** GIVEN EXERCISE 1 **
Reproduce the Béranger passage from "For Béranger was" to "these encomiastic pieces.", renaming "emperor" as "monarch" wherever it occurs.

------ DOCUMENT SECTION ------

The people wanted a man to speak to them the language they love and understand, and to create imitators to vary and multiply versions of the same text. I have been that man.
Béranger was quite willing to make any moral descent that might seem to him necessary in order to reach his audience. He may have been instinctively, but he was also deliberately, low and lewd in some of his songs.
Without their help [said he, that is without the help of such immoral songs] I am disposed to think that the others would not have been able to go so far, or so low, or even so high; no offense in this last word to the virtues of good society.
Even the best of Béranger’s songs lack any thing like lift and aspiration. They are conceived in a comparatively low tone. The noblest leaven in them is love of France and of liberty. Béranger hated the Bourbons; they persecuted him, but that only helped him sing them off the throne of France. Béranger’s songs did more than any other one individual influence, perhaps they did more than all other individual influences combined, first to overturn the restored Bourbon dynasty after Waterloo, and, second, to bring about the elevation of Louis Napoleon to power.
For Béranger was a passionate admirer of the great Napoleon. True, he deprecated the exhaustions visited on France by the wars of glory which Napoleon waged. But that famous piece of his, “The King of Yvetot,” in which this deprecation found voice, was a protest so lightly conceived and at bottom so genial, that the jealousy of Napoleon himself could afford to laugh at it. The pieces in which, on the contrary, he celebrated the praises of the emperor were written with an emotion contagiously vivid. Let us now have before us “The King of Yvetot,” with an appropriate contrast to it afterward supplied in one of these encomiastic pieces.

------

** GIVEN EXERCISE 2 **
Pull out every line of the entries that contains the string "railing". Case counts.

------ DATA PROVIDED ------

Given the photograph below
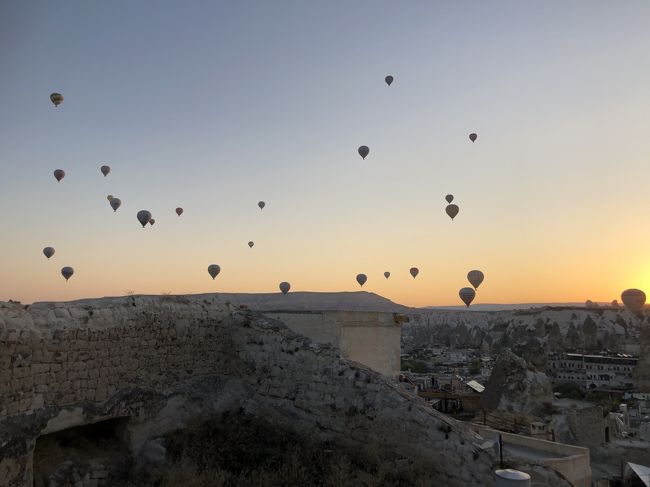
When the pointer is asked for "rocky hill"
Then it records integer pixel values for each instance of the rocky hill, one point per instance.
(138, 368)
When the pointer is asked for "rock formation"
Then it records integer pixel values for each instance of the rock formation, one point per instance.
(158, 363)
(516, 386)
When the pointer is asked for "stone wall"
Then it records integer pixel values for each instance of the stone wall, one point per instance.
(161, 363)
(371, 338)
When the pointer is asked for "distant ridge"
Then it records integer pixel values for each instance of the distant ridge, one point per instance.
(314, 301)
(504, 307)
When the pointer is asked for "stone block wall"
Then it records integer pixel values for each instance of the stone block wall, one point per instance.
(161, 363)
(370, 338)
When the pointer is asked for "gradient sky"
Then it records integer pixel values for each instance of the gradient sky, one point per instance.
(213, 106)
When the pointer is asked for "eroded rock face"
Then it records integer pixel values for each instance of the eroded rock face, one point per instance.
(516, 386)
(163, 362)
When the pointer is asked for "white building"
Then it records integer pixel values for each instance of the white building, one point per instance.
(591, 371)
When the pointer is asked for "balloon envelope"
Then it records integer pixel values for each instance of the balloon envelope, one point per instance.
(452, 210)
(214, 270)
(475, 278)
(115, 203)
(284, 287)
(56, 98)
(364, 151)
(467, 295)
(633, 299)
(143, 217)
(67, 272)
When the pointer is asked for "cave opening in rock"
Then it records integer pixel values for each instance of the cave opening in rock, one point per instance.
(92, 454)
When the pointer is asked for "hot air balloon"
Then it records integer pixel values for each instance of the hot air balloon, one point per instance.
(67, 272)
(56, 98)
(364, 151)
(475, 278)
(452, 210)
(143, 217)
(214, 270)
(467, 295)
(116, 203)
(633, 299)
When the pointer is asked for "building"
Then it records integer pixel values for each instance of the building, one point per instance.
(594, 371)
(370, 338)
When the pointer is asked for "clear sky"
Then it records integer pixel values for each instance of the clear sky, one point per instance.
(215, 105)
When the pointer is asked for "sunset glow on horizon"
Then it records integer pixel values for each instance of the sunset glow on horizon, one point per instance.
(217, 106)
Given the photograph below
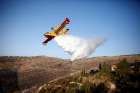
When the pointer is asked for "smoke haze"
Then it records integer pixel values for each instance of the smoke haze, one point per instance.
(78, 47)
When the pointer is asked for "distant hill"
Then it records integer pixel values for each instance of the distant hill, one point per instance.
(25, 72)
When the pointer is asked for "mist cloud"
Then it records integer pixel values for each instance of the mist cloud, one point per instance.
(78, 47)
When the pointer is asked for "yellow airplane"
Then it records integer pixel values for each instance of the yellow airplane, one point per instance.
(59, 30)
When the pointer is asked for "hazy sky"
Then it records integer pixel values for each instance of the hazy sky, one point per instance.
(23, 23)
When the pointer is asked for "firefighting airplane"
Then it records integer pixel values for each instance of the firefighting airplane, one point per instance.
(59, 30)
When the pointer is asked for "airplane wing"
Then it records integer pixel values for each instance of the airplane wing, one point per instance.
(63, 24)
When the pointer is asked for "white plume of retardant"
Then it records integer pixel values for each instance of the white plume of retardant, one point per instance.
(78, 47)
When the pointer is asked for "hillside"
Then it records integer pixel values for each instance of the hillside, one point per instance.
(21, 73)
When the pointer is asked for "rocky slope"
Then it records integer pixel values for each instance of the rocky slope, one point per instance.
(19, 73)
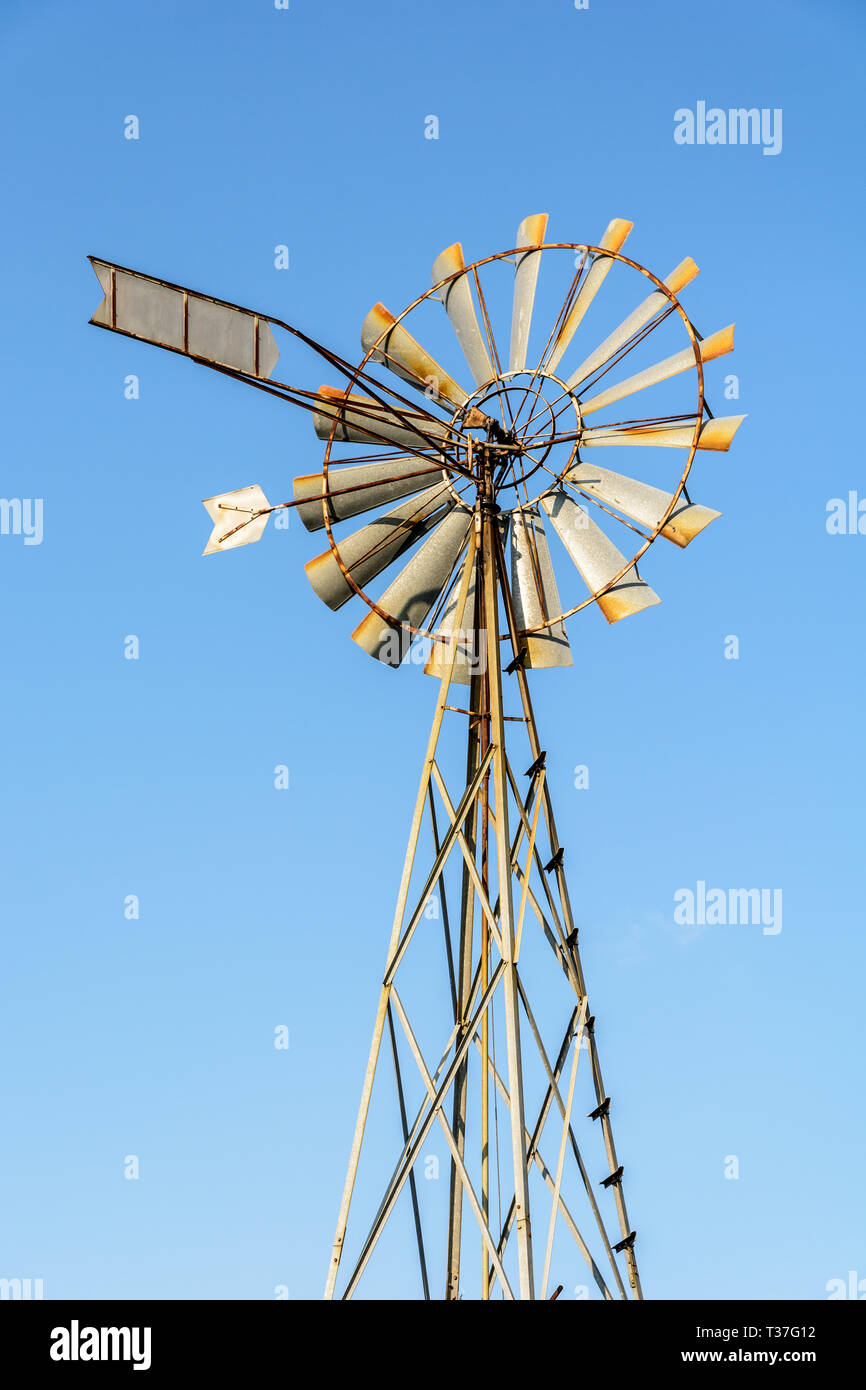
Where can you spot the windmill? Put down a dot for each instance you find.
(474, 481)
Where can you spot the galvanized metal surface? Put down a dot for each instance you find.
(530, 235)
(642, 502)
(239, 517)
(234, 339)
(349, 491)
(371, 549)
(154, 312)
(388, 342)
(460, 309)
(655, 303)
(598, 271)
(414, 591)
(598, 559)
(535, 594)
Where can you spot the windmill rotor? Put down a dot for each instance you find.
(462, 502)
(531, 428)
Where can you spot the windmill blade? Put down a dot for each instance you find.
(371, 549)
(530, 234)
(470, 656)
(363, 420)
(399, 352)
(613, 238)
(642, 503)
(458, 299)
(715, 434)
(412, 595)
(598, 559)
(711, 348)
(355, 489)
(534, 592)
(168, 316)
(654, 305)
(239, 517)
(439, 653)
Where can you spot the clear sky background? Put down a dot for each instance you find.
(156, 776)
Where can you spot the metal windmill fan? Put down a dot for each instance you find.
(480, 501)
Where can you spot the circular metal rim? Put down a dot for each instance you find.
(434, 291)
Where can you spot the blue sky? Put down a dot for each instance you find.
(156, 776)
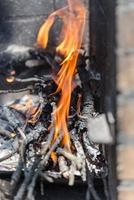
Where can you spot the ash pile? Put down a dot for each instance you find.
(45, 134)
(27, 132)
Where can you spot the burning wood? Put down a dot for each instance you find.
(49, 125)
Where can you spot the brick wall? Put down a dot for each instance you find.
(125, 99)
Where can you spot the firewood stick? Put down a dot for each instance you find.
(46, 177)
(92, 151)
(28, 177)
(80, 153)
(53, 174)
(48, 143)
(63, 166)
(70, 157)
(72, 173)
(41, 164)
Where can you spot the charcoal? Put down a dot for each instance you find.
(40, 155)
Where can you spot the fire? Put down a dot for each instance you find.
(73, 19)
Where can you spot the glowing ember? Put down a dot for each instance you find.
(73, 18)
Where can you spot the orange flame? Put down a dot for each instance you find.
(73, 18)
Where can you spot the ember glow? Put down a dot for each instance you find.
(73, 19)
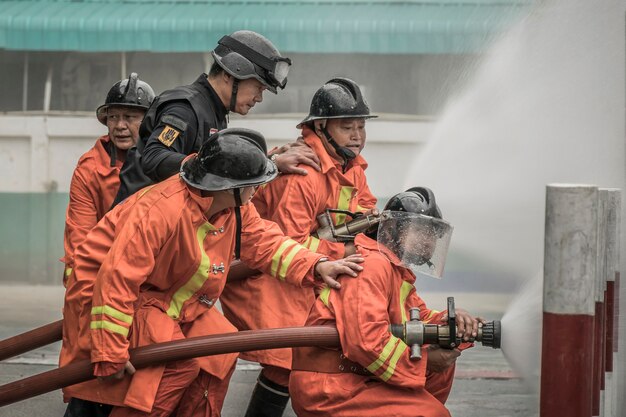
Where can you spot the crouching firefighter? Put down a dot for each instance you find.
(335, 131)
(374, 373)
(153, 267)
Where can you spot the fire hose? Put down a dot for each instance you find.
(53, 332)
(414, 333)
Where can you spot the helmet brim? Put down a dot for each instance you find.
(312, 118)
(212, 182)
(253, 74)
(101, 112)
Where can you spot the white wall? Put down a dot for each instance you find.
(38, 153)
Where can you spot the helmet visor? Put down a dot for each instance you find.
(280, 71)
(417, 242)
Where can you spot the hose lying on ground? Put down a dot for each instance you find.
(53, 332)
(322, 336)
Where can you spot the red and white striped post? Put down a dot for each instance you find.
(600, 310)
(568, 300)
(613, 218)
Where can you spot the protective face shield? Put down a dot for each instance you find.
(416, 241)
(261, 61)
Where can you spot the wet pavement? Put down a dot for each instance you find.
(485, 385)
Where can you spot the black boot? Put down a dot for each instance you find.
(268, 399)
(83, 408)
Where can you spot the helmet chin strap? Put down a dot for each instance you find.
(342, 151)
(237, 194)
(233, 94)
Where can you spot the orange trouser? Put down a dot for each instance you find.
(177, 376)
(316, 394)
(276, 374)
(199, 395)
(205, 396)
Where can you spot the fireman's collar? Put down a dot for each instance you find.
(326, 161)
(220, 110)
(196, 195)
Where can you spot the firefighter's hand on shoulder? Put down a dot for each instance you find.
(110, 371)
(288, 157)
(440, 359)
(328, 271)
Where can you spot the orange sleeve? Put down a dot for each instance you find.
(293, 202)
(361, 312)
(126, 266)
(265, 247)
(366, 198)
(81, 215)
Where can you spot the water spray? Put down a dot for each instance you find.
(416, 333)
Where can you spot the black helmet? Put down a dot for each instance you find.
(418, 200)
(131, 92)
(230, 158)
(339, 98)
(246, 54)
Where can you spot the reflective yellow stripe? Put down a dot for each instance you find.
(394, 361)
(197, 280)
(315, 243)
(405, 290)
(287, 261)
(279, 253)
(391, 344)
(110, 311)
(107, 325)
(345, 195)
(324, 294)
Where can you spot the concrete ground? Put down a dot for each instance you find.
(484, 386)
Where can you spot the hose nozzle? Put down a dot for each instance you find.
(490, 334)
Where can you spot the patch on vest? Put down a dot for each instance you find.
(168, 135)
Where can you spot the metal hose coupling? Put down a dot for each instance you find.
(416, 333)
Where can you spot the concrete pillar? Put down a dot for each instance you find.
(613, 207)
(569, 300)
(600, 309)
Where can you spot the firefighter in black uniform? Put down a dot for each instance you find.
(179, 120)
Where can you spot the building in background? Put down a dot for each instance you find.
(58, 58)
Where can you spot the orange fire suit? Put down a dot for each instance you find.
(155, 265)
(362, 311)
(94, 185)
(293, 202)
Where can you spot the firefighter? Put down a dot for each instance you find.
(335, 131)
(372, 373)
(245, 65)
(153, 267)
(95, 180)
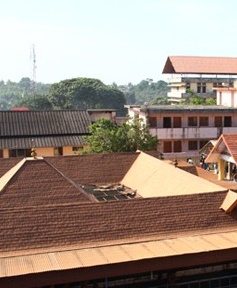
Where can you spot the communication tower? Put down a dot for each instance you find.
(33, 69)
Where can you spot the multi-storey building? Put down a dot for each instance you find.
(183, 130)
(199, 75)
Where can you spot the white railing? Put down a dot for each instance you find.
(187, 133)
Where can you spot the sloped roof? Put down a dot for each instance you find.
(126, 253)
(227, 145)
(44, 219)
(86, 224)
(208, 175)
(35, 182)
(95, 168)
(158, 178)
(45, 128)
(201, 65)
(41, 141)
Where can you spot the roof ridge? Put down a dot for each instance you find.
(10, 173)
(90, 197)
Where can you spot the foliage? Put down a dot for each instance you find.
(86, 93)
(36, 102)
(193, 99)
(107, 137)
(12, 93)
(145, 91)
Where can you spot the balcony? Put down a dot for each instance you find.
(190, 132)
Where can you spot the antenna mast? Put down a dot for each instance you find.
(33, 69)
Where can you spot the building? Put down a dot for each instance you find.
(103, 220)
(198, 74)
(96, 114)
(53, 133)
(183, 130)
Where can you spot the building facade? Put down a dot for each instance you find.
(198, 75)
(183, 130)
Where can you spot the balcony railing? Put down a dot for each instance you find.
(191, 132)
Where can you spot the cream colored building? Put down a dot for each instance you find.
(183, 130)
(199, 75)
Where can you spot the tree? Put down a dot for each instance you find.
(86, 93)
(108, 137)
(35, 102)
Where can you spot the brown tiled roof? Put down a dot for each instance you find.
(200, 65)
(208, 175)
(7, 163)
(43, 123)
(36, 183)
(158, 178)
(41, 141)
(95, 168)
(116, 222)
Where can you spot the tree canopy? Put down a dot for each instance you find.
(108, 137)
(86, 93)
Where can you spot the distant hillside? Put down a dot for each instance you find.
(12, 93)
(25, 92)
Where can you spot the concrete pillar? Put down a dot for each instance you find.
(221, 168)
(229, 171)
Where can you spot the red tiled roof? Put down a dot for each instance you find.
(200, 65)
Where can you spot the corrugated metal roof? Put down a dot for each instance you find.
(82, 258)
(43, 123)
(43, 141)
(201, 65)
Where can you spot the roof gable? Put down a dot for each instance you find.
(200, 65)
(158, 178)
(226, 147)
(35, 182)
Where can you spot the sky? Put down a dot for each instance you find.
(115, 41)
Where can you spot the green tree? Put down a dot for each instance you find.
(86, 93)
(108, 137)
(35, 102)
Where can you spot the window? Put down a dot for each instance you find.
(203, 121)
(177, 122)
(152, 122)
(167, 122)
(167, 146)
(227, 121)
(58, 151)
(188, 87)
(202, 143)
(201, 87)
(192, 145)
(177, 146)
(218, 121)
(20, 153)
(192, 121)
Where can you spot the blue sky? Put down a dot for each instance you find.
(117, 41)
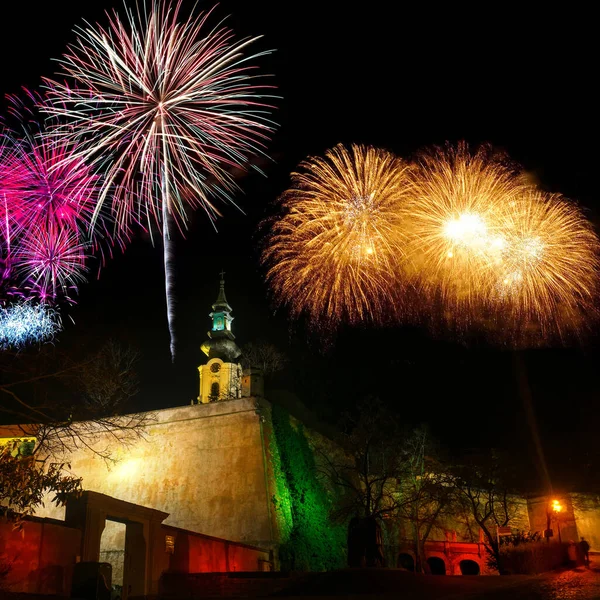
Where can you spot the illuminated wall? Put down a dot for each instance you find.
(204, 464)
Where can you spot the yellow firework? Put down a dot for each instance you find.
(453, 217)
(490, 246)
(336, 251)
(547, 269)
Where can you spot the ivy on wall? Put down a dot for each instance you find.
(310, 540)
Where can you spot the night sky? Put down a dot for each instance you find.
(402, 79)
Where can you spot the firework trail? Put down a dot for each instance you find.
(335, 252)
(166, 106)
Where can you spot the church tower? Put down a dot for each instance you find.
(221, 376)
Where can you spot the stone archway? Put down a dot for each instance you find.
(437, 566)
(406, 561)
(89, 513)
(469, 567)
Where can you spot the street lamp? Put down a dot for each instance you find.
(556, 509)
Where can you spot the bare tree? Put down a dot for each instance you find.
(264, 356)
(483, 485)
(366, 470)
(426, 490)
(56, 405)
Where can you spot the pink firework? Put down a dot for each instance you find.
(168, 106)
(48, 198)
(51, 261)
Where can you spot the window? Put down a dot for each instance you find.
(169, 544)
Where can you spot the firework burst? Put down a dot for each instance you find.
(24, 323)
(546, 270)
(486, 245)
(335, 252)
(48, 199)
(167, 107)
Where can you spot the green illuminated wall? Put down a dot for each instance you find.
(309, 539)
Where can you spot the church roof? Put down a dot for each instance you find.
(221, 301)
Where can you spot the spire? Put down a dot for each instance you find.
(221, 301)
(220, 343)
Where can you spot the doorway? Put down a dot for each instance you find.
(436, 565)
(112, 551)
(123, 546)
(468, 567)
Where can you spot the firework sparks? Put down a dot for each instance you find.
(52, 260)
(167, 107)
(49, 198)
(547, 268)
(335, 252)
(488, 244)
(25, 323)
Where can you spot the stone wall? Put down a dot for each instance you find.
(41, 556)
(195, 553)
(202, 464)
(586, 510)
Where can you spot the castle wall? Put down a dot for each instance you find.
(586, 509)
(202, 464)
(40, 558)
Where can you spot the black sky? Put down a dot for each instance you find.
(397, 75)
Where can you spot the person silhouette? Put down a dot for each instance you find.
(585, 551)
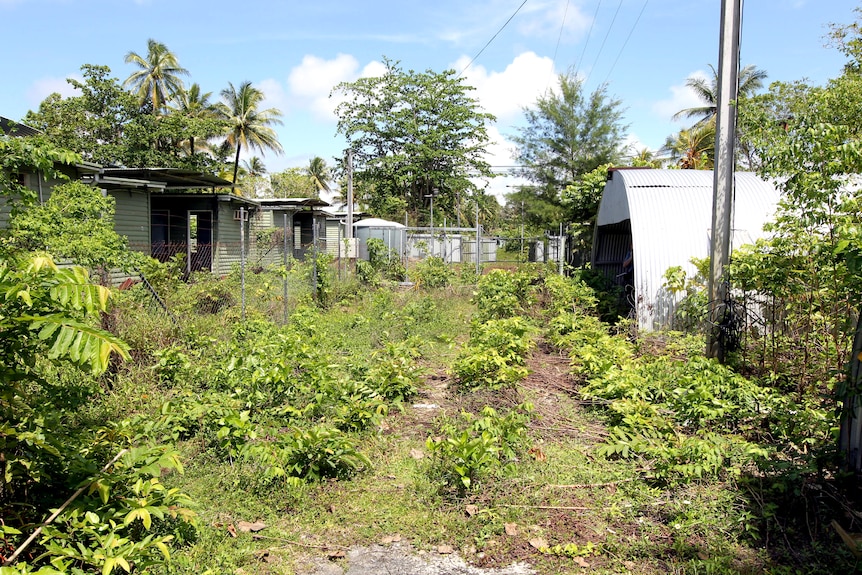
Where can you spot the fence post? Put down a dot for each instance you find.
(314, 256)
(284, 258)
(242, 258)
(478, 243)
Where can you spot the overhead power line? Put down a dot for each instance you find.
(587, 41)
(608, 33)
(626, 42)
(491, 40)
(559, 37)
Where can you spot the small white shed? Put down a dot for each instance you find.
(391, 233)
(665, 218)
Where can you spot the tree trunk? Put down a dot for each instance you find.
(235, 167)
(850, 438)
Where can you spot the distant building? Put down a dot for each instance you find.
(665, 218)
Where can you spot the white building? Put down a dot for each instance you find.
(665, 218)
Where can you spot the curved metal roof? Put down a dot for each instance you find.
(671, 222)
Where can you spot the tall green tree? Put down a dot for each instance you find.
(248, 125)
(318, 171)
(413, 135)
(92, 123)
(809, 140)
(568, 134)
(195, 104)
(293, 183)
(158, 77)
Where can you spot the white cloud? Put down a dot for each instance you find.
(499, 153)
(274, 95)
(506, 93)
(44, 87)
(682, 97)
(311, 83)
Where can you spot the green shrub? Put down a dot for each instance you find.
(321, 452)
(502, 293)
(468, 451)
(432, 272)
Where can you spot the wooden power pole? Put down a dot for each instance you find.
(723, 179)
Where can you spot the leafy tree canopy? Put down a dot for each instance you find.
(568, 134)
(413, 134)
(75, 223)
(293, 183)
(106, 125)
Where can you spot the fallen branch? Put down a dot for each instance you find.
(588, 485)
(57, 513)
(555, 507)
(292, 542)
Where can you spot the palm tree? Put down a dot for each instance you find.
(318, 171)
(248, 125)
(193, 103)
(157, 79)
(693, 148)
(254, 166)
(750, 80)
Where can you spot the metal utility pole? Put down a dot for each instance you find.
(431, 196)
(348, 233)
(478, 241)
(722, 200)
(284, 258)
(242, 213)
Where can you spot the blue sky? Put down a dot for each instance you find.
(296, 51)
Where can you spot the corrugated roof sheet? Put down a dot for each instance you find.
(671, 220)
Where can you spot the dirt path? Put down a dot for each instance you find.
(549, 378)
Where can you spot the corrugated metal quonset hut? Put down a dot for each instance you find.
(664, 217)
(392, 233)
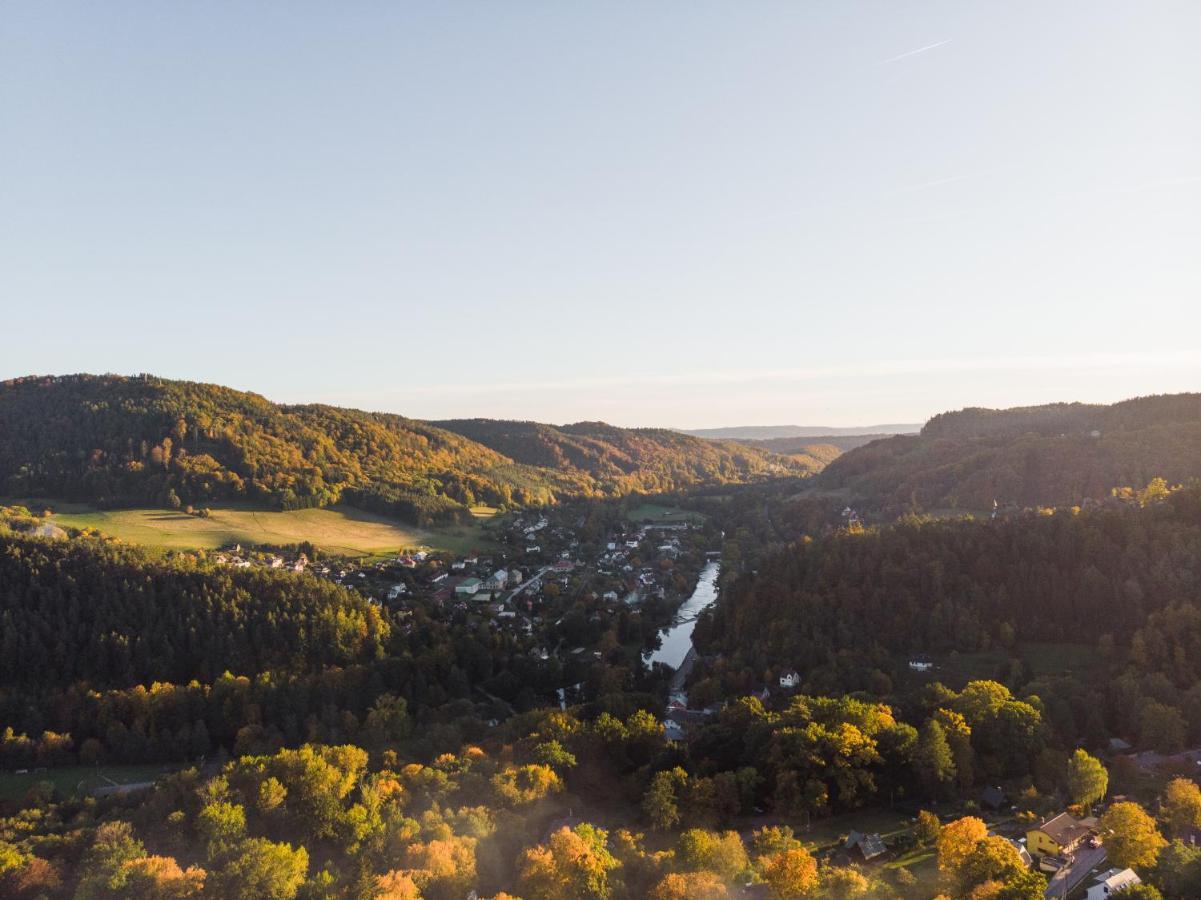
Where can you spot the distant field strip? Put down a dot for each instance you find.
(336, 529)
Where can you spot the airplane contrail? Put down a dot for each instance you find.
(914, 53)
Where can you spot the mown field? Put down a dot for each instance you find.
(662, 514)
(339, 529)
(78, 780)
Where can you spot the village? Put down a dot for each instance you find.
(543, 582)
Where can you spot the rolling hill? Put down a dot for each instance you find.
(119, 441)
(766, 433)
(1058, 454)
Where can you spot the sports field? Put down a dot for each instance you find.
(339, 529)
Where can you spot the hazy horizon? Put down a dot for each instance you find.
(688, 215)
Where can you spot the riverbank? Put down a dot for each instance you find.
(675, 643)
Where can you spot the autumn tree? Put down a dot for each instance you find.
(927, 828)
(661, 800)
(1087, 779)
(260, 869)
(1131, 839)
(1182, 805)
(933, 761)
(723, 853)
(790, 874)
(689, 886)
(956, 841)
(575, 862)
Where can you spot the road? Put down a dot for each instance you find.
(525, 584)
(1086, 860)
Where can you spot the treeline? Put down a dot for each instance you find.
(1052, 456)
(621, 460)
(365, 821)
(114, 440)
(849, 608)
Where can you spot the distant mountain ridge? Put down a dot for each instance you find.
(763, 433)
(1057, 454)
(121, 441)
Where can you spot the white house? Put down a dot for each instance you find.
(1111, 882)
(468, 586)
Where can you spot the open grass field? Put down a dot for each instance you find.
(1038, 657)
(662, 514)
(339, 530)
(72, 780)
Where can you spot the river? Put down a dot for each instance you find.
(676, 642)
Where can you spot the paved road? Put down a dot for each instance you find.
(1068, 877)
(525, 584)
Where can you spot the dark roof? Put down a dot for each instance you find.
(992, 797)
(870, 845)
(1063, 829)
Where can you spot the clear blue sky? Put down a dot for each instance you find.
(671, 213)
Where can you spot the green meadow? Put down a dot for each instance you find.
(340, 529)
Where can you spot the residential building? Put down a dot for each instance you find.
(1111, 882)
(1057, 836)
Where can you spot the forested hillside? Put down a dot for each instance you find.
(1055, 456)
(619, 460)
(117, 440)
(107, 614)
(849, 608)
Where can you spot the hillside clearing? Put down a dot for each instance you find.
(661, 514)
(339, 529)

------

** REPLY 1 **
For Béranger was a passionate admirer of the great Napoleon. True, he deprecated the exhaustions visited on France by the wars of glory which Napoleon waged. But that famous piece of his, “The King of Yvetot,” in which this deprecation found voice, was a protest so lightly conceived and at bottom so genial, that the jealousy of Napoleon himself could afford to laugh at it. The pieces in which, on the contrary, he celebrated the praises of the monarch were written with an emotion contagiously vivid. Let us now have before us “The King of Yvetot,” with an appropriate contrast to it afterward supplied in one of these encomiastic pieces.

** REPLY 2 **
Where can you spot the white railing? Put down a dot for each instance you find.
Where can you spot the balcony railing? Put down a dot for each instance you find.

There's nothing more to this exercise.